Exercise brief:
Transcribe the CETEIcean extension page below, everything from "Skip to content" down to "applying custom behaviours.".

Passage to read:
Skip to content

a-g-van-hamel-foundation/CETEIcean

Repository files navigation

CETEIcean extension for MediaWiki

The CETEIcean extension is an extension to MediaWiki which implements the CETEIcean library (pronounce: /sɪˈti:ʃn/) to let users collaborate on TEI XML documents and present them on the wiki. CETEIcean converts your source document using HTML5 Custom Elements (CE) of the Web Components standards, preserving much of the structure of the original document. This extension attempts to combine the best of both worlds: XSLT for the initial stage of processing XML and JavaScript for registering CE and applying custom behaviours.

Its support for working with TEI XML is twofold: first, TEI XML documents can be created, edited and displayed in a dedicated namespace of the wiki; and second, a parser function (#cetei) can be used to embed documents, or even discrete sections of them, inline in wikitext.

Since this extension is created for the CODECS website (https://codecs.vanhamel.nl), a project published by the A. G. van Hamel Foundation for Celtic Studies, functionality at this stage is likely to be tied closely to the needs of the CODECS platform. It is not dependent on this environment, however, and you’re welcome to try it out and provide feedback or patches.

Data section:
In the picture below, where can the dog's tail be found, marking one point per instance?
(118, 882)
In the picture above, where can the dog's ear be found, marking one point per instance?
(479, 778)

Task result:
Skip to content

a-g-van-hamel-foundation/CETEIcean

Repository files navigation

CETEIcean extension for MediaWiki

The CETEIcean extension is an extension to MediaWiki which implements the CETEIcean library (pronounce: /sɪˈti:ʃn/) to let users collaborate on TEI XML documents and present them on the wiki. CETEIcean converts your source document using HTML5 Custom Elements (CE) of the Web Components standards, preserving much of the structure of the original document. This extension attempts to combine the best of both worlds: XSLT for the initial stage of processing XML and JavaScript for registering CE and applying custom behaviours.